Short task: Tally the lines of the material below that contain the string "conifer", with case counting, and give only the number.

Region labeling material:
[BEGIN]

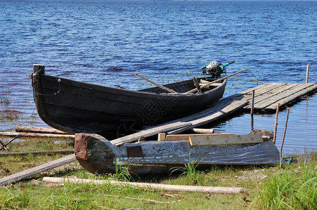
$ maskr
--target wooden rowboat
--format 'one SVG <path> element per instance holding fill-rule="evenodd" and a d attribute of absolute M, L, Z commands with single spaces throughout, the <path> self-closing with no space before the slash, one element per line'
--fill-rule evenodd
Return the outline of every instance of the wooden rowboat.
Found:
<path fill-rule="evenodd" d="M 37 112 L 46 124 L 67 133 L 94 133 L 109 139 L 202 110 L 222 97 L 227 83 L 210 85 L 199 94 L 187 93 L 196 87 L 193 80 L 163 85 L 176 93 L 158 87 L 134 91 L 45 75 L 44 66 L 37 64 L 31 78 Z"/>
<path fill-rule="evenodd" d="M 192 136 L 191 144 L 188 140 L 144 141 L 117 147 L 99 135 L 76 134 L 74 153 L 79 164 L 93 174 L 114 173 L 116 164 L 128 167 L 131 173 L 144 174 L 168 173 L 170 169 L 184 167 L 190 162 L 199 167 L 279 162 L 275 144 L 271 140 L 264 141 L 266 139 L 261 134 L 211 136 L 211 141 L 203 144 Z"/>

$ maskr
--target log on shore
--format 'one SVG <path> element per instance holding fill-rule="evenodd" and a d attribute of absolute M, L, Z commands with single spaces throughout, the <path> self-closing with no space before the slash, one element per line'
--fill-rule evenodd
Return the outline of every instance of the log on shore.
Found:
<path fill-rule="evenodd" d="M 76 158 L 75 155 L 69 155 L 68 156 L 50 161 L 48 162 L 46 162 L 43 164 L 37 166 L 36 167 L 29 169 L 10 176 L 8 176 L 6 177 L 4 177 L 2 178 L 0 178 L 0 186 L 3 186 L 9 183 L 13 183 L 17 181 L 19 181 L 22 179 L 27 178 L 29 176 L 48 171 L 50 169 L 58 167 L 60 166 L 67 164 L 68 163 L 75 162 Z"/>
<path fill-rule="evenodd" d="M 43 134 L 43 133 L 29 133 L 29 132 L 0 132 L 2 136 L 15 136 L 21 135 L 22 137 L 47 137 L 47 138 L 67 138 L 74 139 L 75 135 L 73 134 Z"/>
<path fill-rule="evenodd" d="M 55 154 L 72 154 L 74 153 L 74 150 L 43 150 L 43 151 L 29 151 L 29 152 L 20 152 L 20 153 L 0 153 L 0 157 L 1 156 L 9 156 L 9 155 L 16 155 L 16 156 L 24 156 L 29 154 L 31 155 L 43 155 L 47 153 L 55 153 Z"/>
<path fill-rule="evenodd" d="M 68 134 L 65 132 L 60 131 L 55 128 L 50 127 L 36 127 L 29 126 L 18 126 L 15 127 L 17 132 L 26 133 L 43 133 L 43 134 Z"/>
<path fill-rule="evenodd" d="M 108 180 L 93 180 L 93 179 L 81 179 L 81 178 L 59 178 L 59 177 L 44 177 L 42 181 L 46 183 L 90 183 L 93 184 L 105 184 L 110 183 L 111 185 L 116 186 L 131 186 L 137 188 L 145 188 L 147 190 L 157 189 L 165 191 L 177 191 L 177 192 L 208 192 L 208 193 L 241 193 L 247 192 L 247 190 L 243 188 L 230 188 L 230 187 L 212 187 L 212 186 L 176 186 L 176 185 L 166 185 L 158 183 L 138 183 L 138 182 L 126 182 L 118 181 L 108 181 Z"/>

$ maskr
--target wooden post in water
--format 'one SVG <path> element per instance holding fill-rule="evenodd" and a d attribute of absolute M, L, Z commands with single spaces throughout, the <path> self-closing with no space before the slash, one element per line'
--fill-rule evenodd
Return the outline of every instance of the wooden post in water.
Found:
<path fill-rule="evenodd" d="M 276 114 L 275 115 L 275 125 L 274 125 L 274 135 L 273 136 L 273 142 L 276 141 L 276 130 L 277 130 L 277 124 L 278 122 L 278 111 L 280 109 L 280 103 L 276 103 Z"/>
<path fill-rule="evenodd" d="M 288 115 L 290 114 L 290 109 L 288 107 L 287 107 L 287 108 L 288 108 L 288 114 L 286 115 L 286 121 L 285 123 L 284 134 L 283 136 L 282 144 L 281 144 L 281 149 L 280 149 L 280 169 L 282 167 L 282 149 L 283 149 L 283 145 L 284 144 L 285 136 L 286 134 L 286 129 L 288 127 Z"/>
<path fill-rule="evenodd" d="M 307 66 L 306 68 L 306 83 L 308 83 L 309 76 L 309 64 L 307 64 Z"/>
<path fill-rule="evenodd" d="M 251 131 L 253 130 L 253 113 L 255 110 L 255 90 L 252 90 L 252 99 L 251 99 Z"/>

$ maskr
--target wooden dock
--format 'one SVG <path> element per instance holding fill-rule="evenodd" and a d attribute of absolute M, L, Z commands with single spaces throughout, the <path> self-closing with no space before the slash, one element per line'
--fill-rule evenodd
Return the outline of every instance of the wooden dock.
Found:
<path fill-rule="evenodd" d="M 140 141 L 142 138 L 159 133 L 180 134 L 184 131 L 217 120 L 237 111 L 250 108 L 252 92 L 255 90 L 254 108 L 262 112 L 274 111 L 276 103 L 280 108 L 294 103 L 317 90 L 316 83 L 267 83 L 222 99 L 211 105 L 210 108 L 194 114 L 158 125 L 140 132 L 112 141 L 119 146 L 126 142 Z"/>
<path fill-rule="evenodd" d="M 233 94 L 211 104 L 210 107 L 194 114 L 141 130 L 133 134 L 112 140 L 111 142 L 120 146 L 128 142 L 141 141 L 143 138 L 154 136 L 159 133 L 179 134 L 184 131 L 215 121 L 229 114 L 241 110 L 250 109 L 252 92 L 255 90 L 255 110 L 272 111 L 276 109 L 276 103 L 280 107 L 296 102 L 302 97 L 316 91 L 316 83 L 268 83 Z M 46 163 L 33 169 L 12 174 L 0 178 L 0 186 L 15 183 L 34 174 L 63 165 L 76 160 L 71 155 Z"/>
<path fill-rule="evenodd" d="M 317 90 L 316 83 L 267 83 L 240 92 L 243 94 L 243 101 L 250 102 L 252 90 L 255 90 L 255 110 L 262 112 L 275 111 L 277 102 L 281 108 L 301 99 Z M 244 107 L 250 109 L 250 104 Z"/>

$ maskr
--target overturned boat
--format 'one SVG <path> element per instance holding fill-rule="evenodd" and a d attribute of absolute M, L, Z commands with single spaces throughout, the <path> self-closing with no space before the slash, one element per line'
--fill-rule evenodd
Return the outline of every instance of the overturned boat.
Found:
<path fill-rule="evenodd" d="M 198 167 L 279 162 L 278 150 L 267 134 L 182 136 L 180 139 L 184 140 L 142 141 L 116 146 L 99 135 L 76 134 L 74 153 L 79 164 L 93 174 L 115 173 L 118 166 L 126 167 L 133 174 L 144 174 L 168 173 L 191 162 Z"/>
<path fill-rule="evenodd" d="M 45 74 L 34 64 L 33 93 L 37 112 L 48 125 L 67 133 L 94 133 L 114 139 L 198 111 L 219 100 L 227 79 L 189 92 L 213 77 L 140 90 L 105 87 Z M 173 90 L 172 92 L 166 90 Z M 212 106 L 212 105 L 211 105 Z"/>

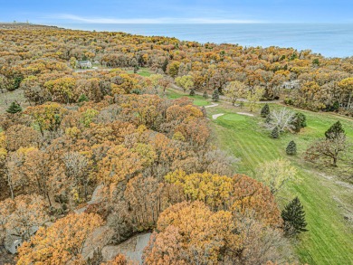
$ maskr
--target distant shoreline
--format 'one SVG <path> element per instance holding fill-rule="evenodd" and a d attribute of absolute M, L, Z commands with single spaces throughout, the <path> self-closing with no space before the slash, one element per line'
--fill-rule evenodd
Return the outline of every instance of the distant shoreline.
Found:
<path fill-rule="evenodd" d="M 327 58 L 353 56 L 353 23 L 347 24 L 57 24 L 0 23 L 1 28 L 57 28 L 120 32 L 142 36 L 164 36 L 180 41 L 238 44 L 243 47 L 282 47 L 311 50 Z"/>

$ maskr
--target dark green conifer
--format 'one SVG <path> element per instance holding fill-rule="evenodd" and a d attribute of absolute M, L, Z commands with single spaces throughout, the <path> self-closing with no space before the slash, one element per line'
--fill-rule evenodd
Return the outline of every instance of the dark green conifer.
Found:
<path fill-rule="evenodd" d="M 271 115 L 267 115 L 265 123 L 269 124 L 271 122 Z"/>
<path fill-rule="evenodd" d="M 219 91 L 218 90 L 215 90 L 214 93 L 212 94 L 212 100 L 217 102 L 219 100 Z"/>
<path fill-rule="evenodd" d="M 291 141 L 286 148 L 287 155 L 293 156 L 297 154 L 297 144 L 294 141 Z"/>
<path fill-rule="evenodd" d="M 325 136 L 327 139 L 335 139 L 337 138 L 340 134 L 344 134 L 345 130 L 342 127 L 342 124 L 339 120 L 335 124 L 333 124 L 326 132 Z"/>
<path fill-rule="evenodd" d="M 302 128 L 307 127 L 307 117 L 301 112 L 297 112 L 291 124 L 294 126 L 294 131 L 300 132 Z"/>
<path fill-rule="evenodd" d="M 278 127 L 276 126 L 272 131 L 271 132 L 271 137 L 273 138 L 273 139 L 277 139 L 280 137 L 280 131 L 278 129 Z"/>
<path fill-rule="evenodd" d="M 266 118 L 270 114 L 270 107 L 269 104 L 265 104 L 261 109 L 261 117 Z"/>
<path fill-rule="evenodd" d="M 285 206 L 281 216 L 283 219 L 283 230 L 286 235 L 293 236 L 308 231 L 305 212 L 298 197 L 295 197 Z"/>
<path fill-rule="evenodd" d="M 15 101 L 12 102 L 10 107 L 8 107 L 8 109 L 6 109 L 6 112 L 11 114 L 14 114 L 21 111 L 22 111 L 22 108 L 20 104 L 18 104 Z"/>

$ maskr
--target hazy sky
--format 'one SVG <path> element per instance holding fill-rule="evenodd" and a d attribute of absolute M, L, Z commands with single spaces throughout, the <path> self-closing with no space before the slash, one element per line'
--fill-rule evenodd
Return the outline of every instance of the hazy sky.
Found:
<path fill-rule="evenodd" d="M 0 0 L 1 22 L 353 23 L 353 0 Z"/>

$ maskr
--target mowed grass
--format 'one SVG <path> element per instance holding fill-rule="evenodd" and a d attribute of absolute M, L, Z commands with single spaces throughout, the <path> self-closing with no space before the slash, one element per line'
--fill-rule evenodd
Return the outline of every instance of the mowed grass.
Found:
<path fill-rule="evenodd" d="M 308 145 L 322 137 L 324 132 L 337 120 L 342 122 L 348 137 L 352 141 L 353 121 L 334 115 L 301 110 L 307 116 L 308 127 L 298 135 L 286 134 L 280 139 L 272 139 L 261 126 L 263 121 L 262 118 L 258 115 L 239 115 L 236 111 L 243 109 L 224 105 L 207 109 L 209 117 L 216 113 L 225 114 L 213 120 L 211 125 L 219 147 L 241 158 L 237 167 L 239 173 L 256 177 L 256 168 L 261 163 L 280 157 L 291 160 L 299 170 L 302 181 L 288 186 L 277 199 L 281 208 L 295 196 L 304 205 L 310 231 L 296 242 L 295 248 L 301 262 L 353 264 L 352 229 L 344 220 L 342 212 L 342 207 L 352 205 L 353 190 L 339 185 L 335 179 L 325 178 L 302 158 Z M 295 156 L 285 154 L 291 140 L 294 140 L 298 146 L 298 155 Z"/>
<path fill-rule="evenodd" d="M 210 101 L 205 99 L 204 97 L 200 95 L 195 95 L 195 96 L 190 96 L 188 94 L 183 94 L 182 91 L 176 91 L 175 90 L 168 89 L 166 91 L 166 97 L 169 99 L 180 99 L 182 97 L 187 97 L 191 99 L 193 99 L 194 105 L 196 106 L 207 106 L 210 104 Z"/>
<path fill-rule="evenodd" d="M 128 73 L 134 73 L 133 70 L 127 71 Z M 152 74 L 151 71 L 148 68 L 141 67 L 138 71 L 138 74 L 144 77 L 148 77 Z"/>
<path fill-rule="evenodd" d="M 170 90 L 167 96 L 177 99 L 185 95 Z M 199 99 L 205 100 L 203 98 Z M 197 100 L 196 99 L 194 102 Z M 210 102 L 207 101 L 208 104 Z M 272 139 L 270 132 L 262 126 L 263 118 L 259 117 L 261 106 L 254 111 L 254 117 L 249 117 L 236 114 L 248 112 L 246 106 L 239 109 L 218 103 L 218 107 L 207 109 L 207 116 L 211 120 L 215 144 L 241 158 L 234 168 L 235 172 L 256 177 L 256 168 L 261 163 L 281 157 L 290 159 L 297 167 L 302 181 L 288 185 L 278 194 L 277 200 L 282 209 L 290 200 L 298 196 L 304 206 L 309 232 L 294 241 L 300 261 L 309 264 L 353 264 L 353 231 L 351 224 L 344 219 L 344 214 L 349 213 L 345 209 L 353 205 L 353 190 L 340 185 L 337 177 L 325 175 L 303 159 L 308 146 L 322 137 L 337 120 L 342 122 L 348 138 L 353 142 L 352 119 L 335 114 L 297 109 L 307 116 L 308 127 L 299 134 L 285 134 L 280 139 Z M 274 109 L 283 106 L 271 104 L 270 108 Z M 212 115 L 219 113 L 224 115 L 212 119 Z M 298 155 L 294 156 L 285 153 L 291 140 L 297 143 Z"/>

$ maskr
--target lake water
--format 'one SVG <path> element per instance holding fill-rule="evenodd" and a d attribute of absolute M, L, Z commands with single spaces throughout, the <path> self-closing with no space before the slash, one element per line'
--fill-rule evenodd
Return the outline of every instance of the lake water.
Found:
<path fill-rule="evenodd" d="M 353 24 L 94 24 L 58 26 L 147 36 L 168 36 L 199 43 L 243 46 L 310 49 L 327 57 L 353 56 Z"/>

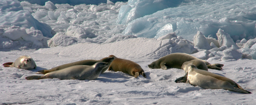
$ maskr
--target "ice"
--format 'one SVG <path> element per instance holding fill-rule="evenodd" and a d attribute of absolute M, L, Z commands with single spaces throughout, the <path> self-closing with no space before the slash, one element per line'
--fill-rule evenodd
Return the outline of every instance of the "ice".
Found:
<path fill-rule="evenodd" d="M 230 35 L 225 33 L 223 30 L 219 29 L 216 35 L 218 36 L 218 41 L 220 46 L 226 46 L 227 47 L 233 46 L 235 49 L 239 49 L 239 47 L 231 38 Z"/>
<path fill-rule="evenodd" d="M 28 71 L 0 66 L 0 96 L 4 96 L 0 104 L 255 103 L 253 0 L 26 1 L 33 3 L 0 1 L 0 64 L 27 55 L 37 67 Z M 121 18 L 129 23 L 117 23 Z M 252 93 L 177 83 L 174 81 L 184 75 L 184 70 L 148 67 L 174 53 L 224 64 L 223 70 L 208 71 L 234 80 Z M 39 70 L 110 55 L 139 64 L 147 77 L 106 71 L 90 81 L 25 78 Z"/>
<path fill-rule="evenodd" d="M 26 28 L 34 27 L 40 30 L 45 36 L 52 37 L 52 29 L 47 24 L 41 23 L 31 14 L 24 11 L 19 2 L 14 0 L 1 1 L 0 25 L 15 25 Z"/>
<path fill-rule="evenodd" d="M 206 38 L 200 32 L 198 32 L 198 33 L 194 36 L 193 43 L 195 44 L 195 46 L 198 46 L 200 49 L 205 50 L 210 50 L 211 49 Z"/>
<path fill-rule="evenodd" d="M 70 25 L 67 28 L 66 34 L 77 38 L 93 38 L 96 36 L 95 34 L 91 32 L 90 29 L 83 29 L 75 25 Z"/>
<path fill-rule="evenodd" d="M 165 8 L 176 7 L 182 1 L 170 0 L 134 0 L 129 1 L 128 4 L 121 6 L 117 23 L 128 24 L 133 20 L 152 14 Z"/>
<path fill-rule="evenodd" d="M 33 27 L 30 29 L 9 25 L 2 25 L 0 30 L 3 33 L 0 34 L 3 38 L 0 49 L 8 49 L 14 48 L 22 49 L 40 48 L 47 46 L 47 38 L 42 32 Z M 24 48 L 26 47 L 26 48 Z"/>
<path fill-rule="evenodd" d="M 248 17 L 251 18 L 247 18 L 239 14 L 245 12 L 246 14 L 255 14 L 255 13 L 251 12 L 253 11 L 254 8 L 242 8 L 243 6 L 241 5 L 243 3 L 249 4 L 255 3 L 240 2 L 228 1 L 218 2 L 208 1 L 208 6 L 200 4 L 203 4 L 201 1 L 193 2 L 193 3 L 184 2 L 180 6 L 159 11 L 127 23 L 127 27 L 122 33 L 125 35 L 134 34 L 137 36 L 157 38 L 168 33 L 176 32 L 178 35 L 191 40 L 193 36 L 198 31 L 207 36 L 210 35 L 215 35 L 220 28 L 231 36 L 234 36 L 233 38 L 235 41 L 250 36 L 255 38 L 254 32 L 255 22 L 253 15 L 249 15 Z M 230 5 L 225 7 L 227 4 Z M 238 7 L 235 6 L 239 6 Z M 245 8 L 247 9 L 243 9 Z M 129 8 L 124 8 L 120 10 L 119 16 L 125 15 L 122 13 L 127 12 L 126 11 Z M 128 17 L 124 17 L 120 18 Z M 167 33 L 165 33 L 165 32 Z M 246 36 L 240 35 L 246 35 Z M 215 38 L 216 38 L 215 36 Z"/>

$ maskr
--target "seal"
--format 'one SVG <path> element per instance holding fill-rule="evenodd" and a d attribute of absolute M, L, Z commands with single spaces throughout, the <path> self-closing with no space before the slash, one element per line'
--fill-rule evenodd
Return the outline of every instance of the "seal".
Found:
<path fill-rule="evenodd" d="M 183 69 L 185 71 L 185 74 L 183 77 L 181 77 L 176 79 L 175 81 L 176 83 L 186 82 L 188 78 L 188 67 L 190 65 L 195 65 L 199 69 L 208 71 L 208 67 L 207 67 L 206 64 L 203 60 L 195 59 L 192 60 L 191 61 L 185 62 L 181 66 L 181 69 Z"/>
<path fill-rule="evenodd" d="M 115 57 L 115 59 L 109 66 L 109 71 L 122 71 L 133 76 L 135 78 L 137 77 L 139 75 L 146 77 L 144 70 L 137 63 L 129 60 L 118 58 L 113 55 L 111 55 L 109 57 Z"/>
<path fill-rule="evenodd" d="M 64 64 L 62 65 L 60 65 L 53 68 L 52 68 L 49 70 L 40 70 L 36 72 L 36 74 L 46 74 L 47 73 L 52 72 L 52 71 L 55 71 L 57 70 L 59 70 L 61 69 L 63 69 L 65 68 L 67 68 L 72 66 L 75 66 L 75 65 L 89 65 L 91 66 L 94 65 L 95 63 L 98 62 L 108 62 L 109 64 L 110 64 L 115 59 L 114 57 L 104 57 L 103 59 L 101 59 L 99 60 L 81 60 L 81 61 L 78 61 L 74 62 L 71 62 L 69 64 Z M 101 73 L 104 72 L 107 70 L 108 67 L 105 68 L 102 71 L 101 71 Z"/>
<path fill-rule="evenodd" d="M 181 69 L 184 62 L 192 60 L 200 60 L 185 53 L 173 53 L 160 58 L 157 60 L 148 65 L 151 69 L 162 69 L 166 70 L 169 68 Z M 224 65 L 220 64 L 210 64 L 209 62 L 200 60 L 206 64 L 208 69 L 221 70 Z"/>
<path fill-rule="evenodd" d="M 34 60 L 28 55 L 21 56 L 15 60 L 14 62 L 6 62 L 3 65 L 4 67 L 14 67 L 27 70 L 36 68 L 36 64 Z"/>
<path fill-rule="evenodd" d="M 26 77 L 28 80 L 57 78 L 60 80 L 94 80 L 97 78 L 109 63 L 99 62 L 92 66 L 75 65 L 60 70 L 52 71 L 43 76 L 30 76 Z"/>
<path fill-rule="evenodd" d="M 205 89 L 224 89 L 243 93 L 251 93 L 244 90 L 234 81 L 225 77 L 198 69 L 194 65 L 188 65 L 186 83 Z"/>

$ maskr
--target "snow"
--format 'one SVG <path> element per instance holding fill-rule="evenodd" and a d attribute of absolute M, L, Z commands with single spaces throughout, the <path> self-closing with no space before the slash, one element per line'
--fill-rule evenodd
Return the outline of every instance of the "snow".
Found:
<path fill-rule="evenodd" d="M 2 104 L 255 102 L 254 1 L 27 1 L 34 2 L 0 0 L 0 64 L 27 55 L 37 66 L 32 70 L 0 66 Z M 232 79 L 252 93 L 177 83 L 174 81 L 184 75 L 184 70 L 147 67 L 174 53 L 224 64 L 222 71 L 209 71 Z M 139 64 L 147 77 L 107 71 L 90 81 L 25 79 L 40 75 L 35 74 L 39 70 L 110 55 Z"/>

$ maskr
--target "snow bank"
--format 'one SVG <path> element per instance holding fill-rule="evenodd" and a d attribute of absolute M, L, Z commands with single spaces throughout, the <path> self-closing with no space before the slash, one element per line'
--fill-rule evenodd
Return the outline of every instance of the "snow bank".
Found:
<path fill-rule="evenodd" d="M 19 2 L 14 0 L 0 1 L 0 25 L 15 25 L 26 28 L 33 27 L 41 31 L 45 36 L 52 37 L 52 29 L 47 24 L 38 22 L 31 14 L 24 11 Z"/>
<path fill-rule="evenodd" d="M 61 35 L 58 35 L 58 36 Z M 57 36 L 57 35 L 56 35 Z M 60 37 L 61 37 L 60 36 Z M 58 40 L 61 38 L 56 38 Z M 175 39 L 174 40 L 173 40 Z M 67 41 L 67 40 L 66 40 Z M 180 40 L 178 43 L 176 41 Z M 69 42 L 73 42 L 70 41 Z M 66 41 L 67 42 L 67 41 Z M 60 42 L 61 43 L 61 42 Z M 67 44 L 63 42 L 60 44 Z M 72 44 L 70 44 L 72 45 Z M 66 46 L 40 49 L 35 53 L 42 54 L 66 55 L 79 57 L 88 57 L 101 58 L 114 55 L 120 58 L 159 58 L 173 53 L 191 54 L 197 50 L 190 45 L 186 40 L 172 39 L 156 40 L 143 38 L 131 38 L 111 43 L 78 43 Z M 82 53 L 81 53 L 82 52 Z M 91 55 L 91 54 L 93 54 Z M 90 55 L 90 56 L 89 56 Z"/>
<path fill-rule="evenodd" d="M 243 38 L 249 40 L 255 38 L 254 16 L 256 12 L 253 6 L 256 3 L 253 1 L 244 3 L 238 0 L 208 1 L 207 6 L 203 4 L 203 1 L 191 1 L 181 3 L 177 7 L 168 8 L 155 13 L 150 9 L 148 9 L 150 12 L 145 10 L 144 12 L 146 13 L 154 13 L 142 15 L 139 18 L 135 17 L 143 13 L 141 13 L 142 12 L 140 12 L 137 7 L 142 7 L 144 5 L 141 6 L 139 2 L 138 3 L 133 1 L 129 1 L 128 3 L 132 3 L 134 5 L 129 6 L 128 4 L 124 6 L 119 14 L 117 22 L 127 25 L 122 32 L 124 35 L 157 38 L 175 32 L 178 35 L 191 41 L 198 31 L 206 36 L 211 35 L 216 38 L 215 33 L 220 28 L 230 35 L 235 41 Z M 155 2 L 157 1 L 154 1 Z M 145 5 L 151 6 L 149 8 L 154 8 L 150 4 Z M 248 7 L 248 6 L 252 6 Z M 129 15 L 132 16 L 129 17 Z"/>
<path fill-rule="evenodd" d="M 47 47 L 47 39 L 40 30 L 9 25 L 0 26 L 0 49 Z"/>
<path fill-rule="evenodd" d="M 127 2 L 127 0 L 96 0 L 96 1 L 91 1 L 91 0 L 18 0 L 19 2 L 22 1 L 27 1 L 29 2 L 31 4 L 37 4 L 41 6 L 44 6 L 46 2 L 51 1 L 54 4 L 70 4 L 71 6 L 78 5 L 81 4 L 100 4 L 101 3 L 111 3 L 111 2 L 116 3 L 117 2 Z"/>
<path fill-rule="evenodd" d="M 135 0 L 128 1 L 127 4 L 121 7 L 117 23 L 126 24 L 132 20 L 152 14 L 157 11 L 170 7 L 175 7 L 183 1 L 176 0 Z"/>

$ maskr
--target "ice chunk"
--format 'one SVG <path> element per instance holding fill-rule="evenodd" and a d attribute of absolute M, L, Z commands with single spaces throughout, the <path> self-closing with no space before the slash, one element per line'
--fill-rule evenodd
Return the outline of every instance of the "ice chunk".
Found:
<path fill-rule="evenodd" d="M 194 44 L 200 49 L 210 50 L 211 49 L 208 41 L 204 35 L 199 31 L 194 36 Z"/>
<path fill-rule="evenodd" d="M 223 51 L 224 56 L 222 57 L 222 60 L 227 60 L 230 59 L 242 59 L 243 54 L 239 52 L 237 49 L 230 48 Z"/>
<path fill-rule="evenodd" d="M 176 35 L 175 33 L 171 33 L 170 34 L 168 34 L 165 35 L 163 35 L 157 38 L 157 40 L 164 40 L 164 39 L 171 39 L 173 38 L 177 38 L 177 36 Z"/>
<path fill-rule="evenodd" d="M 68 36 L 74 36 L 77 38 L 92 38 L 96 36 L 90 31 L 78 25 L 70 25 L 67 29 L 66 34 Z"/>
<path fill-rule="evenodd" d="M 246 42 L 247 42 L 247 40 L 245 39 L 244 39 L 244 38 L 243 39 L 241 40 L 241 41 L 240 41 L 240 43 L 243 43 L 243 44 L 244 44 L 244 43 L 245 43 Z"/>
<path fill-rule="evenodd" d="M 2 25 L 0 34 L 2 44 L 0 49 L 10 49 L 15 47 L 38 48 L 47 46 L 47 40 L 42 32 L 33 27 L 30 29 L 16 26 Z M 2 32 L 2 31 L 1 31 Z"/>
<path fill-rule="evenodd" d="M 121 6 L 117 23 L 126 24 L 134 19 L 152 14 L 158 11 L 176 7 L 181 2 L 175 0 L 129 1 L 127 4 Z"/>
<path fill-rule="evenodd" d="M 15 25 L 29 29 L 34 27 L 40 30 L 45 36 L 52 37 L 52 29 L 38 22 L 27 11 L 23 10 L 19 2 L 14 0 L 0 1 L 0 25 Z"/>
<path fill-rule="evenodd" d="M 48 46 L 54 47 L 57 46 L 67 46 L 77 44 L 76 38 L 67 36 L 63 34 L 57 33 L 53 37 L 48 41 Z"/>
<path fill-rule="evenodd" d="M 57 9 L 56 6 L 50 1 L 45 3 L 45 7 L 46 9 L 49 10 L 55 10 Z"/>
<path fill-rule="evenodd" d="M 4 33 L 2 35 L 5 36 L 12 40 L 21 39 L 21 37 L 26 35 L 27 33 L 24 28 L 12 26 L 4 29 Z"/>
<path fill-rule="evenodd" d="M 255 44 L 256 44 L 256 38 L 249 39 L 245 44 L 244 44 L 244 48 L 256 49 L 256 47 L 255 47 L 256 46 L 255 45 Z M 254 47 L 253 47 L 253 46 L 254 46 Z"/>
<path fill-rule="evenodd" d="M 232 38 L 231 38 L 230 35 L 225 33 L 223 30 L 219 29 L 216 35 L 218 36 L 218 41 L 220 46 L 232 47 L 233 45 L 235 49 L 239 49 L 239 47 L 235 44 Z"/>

[END]

Solution to this problem: 2